• Consignes et exercices:
1. Réécrivez le passage de l'extrait sur la mortalité infantile qui commence par « Mais face à » et se termine par « du tout adaptés. », en remplaçant « enquêtes » par « études ».
2. D'après l'extrait sur la mortalité infantile, quelle part des décès la mortalité néonatale représente-t-elle ?

-------- Extrait --------

Cette importante mortalité infantile est essentiellement due à un excès de mortalité néonatale (dans les 28 jours suivant la naissance), qui représente 74 % des décès. La période la plus critique étant celle des 7 premiers jours, qui concentre à elle seule 47,8 % des décès. En quelques années, la France a ainsi dégringolé de la 3e à la 20e place du classement des pays européens en fonction de leur taux de mortalité infantile.

Un problème médical ou structurel ?

Les explications données dans le rapport Euro-Peristat 2015-2019 ou dans le rapport 2021 de la Direction de la recherche, des études, de l’évaluation et des statistiques (DREES) sont la hausse de l’âge des mères au moment de l’accouchement, leur état de santé pendant la grossesse ou encore l’accroissement des grossesses multiples.

Mais face à ces données épidémiologiques qu’elle juge « préoccupantes », la Société française de néonatologie (SFN) propose une autre grille d’analyse et sonne l’alerte dans un document publié en septembre 2023. À travers quatre enquêtes qu’elle a réalisées, la SFN s’est intéressée à l’organisation des soins critiques en néonatologie (soins intensifs et réanimation) et a conclu à des « constats alarmants ». Pour elle, il est urgent de revoir cette organisation qui repose sur des décrets datant de 1998 et plus du tout adaptés.

-------- Données présentées --------

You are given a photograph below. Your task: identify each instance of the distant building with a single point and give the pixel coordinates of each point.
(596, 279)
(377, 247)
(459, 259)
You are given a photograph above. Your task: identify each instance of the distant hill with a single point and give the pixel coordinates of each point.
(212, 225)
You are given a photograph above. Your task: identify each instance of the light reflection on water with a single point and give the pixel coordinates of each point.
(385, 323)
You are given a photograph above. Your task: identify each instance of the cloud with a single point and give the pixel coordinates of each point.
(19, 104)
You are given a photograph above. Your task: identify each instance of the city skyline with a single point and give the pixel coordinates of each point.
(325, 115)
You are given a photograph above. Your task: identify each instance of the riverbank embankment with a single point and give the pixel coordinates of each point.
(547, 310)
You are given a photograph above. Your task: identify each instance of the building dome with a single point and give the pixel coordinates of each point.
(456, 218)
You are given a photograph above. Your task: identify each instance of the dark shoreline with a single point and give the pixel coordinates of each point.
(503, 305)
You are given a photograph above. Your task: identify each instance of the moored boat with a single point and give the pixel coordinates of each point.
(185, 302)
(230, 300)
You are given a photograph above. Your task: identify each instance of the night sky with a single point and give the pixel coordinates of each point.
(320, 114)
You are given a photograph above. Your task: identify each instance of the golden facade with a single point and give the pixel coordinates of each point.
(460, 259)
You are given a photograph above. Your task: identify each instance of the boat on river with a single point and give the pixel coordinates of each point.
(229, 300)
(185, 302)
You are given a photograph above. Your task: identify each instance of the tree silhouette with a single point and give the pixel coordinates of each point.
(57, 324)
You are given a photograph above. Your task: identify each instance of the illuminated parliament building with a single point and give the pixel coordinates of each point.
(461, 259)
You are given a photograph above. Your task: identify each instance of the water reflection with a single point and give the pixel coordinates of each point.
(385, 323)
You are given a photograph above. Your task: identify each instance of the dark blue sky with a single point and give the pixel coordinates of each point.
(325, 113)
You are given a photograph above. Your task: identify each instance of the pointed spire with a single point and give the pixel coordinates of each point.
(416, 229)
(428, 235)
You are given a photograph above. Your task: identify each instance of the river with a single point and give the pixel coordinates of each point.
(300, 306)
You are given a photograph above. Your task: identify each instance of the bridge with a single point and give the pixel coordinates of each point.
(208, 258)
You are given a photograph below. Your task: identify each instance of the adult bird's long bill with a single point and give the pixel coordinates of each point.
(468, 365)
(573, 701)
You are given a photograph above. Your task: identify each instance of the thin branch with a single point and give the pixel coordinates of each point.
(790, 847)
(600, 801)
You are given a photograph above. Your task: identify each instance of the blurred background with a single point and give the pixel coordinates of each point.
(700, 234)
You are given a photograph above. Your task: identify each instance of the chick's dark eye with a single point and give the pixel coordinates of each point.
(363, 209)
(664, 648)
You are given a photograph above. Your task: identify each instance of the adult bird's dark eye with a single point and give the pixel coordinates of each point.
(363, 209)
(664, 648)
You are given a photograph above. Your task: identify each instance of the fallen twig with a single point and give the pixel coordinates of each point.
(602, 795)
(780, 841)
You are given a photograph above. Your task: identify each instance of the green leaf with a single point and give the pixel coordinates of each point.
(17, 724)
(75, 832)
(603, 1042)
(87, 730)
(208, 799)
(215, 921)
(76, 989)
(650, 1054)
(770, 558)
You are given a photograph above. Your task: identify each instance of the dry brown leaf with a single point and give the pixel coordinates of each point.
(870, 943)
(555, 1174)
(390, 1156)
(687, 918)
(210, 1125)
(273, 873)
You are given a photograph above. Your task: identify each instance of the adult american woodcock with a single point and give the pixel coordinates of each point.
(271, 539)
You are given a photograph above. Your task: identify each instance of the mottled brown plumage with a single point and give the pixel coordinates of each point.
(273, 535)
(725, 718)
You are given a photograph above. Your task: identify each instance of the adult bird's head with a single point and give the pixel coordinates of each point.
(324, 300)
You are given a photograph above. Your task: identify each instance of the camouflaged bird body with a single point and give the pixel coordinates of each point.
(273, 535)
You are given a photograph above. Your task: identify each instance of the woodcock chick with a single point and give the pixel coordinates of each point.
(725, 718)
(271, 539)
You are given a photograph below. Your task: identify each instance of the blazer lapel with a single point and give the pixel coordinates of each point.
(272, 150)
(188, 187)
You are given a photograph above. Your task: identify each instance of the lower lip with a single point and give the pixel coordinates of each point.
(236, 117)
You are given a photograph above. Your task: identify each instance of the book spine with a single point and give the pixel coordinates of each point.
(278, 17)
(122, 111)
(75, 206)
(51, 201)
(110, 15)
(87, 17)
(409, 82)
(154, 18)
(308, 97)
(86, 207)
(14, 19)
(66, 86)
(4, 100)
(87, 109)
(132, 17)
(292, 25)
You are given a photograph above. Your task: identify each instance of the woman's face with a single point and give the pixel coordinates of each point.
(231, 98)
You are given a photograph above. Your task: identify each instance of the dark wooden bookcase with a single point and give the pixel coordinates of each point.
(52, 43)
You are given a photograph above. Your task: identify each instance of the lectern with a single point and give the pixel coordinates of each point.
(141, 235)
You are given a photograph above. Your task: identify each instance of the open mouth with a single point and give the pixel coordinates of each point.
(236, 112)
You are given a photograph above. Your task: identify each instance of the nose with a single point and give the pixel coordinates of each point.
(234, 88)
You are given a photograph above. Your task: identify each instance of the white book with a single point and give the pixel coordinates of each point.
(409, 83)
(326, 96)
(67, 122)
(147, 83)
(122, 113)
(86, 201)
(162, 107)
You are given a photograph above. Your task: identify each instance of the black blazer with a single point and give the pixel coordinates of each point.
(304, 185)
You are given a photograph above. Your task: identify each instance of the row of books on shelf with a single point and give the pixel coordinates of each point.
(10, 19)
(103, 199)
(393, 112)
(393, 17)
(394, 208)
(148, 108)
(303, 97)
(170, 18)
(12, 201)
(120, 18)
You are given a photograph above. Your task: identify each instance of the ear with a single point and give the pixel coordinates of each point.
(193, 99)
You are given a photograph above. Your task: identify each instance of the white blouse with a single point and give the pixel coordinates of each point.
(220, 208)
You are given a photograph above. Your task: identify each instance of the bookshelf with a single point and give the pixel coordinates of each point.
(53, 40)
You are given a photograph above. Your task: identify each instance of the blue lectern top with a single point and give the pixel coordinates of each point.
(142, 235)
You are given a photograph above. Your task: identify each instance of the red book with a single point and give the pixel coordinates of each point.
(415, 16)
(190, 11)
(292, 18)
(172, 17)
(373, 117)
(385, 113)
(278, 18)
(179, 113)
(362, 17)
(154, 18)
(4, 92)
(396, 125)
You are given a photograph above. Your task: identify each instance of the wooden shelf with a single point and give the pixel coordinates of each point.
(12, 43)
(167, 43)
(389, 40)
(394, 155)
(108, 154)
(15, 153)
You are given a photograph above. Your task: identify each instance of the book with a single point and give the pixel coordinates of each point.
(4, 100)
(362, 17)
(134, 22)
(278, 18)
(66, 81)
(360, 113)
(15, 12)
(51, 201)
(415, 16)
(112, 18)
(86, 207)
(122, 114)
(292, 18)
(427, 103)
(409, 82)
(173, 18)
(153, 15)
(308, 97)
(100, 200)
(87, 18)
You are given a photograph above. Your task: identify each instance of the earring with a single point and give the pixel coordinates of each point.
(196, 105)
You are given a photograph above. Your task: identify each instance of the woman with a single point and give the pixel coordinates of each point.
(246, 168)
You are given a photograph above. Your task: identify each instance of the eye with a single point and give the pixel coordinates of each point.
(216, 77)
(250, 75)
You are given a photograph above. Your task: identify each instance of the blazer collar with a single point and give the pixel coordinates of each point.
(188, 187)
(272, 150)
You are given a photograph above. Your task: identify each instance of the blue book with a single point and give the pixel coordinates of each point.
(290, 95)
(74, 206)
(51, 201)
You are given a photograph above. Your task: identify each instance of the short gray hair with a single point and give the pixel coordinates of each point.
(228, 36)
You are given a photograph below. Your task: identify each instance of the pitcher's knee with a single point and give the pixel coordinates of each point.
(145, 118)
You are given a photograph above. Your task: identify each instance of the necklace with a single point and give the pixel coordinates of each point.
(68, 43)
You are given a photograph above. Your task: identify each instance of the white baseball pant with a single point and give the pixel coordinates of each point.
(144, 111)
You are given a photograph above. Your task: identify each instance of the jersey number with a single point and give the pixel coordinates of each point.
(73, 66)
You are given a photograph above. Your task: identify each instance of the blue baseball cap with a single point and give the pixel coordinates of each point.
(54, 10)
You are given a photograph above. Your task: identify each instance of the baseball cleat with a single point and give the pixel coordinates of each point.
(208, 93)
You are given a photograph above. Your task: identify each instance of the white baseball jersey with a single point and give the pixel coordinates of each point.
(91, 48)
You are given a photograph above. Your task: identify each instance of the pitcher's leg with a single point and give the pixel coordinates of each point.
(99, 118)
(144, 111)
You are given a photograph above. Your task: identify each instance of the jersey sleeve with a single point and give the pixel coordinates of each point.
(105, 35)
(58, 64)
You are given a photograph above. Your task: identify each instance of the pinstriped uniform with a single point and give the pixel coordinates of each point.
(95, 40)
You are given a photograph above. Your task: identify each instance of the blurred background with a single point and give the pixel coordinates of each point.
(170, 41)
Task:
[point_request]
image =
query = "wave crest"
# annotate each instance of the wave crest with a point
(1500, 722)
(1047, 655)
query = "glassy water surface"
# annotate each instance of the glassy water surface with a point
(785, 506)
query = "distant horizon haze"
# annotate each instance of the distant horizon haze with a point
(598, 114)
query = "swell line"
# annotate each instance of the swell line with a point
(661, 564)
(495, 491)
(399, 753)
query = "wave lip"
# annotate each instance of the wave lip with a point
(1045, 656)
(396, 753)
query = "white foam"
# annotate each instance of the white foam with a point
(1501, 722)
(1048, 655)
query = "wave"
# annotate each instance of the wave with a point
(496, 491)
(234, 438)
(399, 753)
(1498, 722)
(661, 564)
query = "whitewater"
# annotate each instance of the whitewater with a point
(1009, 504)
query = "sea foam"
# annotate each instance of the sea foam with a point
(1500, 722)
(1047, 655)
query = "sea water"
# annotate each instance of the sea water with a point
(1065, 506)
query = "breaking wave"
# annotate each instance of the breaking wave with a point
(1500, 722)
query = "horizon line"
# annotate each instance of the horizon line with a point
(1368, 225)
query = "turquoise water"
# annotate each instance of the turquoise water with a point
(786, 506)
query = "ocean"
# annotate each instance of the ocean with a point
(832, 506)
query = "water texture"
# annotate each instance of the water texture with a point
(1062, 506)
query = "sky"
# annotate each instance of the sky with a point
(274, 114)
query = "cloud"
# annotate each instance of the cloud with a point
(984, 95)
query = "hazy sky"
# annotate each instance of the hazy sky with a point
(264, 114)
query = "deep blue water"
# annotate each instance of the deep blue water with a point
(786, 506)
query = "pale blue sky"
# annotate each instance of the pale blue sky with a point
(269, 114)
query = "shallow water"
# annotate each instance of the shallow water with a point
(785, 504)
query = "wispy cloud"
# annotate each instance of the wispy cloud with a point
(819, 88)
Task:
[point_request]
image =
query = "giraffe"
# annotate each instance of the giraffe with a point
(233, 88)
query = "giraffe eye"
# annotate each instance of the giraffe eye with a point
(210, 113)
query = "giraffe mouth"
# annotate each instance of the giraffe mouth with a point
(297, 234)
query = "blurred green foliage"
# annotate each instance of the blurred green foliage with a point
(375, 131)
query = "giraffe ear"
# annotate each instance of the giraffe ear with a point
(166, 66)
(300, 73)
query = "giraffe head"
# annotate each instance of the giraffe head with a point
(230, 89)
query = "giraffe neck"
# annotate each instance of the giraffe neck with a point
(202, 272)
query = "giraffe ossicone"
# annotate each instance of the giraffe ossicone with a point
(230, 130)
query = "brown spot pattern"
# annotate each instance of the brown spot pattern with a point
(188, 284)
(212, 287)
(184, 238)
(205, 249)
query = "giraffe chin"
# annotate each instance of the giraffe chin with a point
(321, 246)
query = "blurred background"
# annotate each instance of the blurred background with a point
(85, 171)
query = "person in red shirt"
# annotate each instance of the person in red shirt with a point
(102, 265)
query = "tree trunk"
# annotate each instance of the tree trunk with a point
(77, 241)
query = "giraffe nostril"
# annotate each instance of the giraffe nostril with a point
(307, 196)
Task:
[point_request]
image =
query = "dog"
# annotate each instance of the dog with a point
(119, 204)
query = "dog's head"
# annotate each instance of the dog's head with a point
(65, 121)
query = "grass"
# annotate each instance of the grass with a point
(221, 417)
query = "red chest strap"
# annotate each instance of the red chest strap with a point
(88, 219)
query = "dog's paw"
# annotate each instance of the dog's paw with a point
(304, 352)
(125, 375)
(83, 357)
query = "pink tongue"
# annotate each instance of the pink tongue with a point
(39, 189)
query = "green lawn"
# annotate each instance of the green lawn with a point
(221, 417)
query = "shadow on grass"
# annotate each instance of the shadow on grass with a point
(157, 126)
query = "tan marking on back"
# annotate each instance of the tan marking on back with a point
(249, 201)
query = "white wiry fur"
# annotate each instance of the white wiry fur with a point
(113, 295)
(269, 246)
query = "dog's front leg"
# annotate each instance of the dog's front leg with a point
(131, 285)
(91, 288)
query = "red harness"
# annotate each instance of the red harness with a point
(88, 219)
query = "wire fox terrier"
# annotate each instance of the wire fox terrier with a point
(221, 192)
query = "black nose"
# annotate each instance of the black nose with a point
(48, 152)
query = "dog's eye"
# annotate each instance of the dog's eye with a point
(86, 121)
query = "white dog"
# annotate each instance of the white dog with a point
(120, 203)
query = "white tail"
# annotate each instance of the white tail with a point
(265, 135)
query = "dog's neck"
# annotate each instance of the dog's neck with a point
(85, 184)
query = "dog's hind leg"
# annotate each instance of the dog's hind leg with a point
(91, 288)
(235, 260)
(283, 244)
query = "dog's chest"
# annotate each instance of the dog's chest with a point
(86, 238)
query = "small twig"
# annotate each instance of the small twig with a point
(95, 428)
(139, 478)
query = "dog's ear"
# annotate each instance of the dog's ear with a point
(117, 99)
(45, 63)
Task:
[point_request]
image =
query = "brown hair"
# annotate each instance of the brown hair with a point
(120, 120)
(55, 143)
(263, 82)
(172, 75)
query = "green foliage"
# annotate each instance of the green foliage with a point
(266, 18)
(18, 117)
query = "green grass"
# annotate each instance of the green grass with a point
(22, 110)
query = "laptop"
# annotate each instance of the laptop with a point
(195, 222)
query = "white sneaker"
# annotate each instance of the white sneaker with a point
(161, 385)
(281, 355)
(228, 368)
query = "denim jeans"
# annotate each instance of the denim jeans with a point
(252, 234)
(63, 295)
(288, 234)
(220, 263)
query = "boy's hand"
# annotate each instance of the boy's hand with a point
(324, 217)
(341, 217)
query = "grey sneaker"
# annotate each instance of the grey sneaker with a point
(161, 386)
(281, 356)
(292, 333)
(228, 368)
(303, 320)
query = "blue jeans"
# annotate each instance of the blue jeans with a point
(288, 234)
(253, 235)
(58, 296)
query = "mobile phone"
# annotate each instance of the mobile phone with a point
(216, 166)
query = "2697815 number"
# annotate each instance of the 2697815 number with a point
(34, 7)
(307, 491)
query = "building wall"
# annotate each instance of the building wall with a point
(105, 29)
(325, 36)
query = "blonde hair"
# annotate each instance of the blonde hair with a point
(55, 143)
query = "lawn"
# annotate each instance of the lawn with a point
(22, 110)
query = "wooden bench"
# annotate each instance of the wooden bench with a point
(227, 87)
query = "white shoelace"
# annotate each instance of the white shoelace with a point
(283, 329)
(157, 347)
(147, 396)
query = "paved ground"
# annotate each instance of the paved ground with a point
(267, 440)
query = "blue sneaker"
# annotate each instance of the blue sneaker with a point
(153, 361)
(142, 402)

--------

• Réponses détaillées:
1.
Mais face à ces données épidémiologiques qu’elle juge « préoccupantes », la Société française de néonatologie (SFN) propose une autre grille d’analyse et sonne l’alerte dans un document publié en septembre 2023. À travers quatre études qu’elle a réalisées, la SFN s’est intéressée à l’organisation des soins critiques en néonatologie (soins intensifs et réanimation) et a conclu à des « constats alarmants ». Pour elle, il est urgent de revoir cette organisation qui repose sur des décrets datant de 1998 et plus du tout adaptés.

2. Elle représente 74 % des décès.